Quelle:
★ ★ ★

Predigt über Johannes 1,19-23 am Samstag, 23.12.2000

Gnade sei mit Euch und Friede von dem, der da ist, der da war und der da kommt!

9 Das Zeugnis des Täufers über sich selbst
Und dies ist das Zeugnis des Johannes, als die Juden zu ihm sandten Priester und Leviten von Jerusalem, dass sie ihn fragten: Wer bist du?
20 Und er bekannte und leugnete nicht, und er bekannte: Ich bin nicht der Christus.
21 Und sie fragten ihn: Was dann? Bist du [a] Elia? Er sprach: Ich bin's nicht. Bist du der [b] Prophet? Und er antwortete: Nein.
22 Da sprachen sie zu ihm: Wer bist du dann? dass wir Antwort geben denen, die uns gesandt haben. Was sagst du von dir selbst?
23 Er sprach: »Ich bin eine Stimme eines Predigers in der Wüste: Ebnet den Weg des Herrn!«, wie der Prophet Jesaja gesagt hat (Jesaja 40,3).

Liebe Gemeinde!

Er hat bekannt. Er hat gesprochen.

Kein Zweifel, dieser Johannes wusste genau, was zu sagen war.

Und doch. die Versuchung muss groß gewesen sein. Wer bist du ? Eine einfache Frage und doch war die Antwort so schwierig. Eine Antwort, die nicht Folgen bleiben würde, eine Antwort, die von großer Bedeutung, großer Tragweite war.

Johannes hatte die Chance, noch berühmter und hochgeehrter zu werden, ein Mann, dem die Menschen zu Füßen lagen, die ihn anhimmelten, die in ihm ihrem Retter sahen. Den Retter vor ihrer eigenen Bosheit. Den Retter vor den Römer, die das Land und die Stadt Jerusalem in ihrem eisernen Griff hatten.

★ ★ ★

Bereitgestellte Angaben:
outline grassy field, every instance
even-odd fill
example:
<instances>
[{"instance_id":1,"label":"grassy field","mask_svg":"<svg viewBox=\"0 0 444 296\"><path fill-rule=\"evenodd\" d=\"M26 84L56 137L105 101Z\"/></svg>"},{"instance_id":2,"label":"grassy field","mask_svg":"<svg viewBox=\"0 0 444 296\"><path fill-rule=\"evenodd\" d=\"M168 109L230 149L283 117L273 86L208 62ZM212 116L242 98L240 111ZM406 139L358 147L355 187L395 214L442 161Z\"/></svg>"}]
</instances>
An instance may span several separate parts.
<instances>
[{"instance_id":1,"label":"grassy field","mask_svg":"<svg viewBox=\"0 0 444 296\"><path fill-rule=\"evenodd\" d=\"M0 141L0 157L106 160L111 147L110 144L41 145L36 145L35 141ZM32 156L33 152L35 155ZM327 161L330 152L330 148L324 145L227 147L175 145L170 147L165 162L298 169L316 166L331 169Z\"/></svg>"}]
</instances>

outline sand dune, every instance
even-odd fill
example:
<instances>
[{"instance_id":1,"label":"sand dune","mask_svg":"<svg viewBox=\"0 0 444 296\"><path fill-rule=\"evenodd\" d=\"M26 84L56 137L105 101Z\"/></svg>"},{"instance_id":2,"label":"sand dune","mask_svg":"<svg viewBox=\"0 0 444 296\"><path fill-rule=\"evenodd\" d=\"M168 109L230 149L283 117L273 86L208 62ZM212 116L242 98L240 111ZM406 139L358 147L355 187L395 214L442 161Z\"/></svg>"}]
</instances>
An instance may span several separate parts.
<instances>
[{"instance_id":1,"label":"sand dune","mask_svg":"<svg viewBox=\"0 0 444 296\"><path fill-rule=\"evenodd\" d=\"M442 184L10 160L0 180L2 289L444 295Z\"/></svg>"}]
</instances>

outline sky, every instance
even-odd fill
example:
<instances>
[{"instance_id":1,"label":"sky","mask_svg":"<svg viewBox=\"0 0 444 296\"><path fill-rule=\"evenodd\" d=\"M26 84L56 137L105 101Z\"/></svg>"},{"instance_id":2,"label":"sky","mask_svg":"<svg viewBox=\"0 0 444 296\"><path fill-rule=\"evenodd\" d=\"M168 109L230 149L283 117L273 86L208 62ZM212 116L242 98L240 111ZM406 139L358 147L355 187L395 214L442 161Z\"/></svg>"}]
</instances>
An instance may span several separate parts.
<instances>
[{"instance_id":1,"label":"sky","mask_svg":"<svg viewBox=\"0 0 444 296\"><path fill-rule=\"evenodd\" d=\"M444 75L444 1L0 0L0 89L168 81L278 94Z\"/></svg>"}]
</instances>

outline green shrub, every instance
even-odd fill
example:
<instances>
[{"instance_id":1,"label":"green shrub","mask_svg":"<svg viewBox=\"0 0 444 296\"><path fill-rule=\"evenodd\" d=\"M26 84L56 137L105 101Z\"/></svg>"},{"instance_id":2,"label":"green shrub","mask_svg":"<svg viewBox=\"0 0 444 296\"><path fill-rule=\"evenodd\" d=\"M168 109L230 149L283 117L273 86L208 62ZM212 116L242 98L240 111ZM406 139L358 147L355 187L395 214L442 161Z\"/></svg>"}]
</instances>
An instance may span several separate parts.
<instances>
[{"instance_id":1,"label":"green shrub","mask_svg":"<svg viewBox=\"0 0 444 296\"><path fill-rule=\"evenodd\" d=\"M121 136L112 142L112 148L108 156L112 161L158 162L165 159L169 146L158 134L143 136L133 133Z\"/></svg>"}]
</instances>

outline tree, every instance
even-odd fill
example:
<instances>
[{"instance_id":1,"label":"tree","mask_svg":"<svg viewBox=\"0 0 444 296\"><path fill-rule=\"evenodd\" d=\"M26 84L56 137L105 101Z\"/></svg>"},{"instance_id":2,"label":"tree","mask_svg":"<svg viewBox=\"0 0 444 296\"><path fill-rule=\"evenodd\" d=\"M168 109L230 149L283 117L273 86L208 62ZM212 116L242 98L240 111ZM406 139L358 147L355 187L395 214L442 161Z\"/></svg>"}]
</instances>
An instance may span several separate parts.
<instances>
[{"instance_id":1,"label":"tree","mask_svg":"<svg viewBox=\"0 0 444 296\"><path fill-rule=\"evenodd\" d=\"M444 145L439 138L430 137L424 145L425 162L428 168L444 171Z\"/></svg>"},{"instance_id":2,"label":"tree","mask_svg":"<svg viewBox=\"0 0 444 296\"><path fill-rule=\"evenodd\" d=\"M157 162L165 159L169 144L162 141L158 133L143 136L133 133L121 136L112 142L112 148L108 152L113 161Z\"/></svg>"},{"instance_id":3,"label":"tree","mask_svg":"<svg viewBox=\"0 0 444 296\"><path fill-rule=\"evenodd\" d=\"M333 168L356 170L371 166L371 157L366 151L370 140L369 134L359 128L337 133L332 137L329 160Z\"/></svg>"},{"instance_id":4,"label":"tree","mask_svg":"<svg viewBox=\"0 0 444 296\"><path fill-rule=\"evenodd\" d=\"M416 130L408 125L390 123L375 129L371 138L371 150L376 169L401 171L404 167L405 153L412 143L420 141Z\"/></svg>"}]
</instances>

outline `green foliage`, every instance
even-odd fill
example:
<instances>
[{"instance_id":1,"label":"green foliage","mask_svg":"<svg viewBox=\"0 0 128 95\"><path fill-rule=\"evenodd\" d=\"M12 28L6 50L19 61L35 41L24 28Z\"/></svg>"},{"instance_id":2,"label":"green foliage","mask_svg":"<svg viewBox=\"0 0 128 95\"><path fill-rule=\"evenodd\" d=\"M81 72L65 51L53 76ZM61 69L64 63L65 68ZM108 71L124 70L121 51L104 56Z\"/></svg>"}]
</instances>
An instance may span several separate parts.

★ ★ ★

Zu erledigen:
**1.** Nenne den Tag, an dem die Predigt gehalten wurde.
**2.** Zähle alle Gestalten auf, von denen Johannes in der Predigt ausdrücklich sagt, dass er sie nicht ist.
**3.** Schreibe aus der Predigt alles von „9 Das Zeugnis“ bis hinunter zu „zu sagen war.“ wortgetreu ab.
Die Einträge sind eigenständiges Material und gehören nicht zur Predigt.

Als Antwort:
**1.** Am Samstag, dem 23.12.2000.

**2.** der Christus, Elia, der Prophet

**3.**
9 Das Zeugnis des Täufers über sich selbst
Und dies ist das Zeugnis des Johannes, als die Juden zu ihm sandten Priester und Leviten von Jerusalem, dass sie ihn fragten: Wer bist du?
20 Und er bekannte und leugnete nicht, und er bekannte: Ich bin nicht der Christus.
21 Und sie fragten ihn: Was dann? Bist du [a] Elia? Er sprach: Ich bin's nicht. Bist du der [b] Prophet? Und er antwortete: Nein.
22 Da sprachen sie zu ihm: Wer bist du dann? dass wir Antwort geben denen, die uns gesandt haben. Was sagst du von dir selbst?
23 Er sprach: »Ich bin eine Stimme eines Predigers in der Wüste: Ebnet den Weg des Herrn!«, wie der Prophet Jesaja gesagt hat (Jesaja 40,3).

Liebe Gemeinde!

Er hat bekannt. Er hat gesprochen.

Kein Zweifel, dieser Johannes wusste genau, was zu sagen war.